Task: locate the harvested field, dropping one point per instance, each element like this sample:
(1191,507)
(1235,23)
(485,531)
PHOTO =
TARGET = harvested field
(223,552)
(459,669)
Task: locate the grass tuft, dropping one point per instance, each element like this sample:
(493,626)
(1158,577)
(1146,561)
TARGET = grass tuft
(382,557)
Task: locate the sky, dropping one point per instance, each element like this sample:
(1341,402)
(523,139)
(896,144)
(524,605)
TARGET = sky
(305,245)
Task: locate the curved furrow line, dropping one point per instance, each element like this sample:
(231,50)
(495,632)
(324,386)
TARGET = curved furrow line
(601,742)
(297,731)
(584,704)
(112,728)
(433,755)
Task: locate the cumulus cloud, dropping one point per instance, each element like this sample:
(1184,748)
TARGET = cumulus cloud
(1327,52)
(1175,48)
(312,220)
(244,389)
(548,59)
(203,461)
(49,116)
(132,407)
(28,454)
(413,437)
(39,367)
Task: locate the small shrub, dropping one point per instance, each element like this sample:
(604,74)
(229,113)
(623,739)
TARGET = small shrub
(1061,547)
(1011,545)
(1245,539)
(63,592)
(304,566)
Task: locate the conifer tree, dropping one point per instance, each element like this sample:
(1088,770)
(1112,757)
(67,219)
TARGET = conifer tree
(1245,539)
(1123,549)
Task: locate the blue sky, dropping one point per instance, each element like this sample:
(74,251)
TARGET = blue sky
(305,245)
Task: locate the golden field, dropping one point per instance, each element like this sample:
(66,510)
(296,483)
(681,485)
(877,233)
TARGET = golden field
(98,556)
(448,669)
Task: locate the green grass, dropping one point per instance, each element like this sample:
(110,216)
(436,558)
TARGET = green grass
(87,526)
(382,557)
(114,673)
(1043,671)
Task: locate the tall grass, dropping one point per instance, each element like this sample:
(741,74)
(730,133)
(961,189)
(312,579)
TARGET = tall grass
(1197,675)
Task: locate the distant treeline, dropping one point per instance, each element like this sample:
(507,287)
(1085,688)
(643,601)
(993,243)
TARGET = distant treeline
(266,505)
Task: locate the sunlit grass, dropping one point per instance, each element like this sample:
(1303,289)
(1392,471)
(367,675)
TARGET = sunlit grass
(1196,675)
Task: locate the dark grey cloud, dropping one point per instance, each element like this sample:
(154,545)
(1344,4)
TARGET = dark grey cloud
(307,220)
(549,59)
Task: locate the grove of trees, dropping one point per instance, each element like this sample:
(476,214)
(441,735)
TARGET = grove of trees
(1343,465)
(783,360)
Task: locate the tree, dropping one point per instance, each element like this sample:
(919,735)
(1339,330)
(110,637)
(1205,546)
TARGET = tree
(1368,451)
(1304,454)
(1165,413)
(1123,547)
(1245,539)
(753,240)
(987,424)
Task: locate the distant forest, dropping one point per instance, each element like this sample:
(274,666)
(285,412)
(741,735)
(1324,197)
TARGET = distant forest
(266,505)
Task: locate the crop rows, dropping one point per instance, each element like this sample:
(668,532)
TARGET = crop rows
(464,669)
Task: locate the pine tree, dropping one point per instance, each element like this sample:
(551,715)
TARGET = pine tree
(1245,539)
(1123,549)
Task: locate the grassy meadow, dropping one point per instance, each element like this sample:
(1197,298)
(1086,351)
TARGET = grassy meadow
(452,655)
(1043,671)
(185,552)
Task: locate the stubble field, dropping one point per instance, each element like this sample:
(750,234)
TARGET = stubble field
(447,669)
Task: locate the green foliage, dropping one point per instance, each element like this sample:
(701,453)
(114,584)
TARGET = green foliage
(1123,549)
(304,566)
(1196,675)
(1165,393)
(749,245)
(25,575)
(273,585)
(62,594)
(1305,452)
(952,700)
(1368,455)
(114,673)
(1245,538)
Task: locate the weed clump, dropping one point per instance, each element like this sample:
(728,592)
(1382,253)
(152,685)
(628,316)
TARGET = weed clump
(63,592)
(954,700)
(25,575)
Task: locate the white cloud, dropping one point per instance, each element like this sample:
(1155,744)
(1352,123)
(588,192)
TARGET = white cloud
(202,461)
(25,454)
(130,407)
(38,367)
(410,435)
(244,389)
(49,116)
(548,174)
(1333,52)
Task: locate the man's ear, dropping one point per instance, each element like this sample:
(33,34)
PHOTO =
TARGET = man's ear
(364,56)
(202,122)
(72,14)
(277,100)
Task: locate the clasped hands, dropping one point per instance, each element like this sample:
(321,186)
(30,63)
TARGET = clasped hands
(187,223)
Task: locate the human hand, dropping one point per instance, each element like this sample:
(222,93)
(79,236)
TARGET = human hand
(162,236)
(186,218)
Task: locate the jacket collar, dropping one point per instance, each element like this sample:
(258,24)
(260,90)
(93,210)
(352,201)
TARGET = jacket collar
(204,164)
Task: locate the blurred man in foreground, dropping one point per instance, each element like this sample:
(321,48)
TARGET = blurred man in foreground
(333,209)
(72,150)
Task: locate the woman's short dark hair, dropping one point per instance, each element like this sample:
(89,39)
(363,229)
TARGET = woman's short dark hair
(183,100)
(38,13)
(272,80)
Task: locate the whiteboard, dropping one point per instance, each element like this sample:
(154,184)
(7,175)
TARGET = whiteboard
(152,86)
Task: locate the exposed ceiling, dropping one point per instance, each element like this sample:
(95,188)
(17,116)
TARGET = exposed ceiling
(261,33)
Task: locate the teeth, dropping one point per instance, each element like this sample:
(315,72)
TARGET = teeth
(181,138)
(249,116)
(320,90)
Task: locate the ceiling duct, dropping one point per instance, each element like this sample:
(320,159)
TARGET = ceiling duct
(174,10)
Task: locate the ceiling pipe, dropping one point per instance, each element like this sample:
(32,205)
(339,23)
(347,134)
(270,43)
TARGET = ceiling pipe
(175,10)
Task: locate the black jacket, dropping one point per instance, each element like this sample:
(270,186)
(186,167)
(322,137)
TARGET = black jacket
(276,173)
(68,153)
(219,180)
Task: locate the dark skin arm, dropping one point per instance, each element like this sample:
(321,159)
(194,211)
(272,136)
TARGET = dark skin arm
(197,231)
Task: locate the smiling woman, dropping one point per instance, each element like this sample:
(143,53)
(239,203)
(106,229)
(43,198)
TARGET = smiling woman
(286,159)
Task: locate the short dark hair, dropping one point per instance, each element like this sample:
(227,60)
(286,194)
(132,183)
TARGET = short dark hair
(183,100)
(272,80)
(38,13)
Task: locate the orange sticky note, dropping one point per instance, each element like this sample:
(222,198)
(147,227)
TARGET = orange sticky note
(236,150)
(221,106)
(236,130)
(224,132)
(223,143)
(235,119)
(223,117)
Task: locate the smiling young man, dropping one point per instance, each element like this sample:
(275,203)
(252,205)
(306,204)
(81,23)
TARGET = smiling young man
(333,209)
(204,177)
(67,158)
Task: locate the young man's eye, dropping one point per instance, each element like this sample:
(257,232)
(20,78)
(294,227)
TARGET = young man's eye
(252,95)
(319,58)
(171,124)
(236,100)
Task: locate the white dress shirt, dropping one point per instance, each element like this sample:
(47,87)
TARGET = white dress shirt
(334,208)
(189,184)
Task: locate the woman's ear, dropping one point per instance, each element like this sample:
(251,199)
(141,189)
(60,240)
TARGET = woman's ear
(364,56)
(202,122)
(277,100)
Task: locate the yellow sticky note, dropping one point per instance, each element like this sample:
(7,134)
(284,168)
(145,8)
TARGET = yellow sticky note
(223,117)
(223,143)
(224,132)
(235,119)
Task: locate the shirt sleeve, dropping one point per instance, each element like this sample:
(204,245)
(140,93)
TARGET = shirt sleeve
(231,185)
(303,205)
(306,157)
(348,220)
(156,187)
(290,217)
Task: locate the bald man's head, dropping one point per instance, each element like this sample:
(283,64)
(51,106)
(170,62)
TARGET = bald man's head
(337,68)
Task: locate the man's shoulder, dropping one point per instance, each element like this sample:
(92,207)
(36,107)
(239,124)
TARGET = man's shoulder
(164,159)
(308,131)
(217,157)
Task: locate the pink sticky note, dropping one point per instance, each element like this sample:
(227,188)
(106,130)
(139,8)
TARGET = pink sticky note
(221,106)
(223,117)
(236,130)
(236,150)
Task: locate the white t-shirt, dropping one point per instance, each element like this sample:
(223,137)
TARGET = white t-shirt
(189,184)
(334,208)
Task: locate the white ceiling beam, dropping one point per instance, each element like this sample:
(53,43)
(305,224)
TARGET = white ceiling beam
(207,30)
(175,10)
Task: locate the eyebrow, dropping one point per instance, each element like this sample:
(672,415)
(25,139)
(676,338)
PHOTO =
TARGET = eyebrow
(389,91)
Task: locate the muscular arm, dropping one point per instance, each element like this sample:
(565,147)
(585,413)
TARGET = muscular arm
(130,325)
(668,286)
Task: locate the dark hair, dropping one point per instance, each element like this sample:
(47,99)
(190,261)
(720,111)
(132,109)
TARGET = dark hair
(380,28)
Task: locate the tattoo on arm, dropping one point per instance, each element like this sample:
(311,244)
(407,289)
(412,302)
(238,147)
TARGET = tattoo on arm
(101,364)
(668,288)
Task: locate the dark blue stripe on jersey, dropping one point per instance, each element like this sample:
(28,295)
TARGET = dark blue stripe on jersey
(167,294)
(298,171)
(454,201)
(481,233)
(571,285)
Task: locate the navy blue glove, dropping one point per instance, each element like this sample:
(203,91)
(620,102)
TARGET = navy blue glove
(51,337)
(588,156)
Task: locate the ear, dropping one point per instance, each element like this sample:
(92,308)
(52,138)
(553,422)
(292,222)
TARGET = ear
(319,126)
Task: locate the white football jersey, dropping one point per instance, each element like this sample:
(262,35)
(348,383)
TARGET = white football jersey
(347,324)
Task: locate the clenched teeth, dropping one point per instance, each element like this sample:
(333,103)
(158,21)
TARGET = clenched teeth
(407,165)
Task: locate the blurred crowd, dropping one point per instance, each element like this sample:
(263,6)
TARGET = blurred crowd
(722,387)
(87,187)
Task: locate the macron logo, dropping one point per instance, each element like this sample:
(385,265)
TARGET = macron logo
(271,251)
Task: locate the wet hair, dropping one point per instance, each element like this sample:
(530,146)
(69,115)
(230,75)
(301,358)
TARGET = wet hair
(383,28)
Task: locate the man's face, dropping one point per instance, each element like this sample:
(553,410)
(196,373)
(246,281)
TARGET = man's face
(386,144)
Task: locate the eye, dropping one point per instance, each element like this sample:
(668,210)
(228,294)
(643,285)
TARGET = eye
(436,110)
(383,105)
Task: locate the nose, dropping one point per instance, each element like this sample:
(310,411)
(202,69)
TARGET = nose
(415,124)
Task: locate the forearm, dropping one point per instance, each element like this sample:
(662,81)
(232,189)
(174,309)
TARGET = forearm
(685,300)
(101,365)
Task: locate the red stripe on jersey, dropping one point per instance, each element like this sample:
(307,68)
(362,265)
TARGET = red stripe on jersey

## [The problem]
Only the lines from the start of the data to the line holding "Task: locate the curved" are wanted; return them exactly, both ends included.

## [Result of the exercise]
Task: locate the harvested field, dropping one point per instance, each element like this sample:
(1191,507)
(1235,23)
(485,531)
PHOTO =
TARGET = harvested field
(223,552)
(459,669)
Task: locate the grass tuft, dropping one point per instance, each element like this sample:
(493,626)
(1158,577)
(1146,561)
TARGET = grass tuft
(382,557)
Task: locate the sky, dropping one point per instance, each element like this sample:
(1341,402)
(523,139)
(896,144)
(524,605)
TARGET = sky
(305,245)
Task: locate the curved furrow line, dropping one point per instance, each element like this sample:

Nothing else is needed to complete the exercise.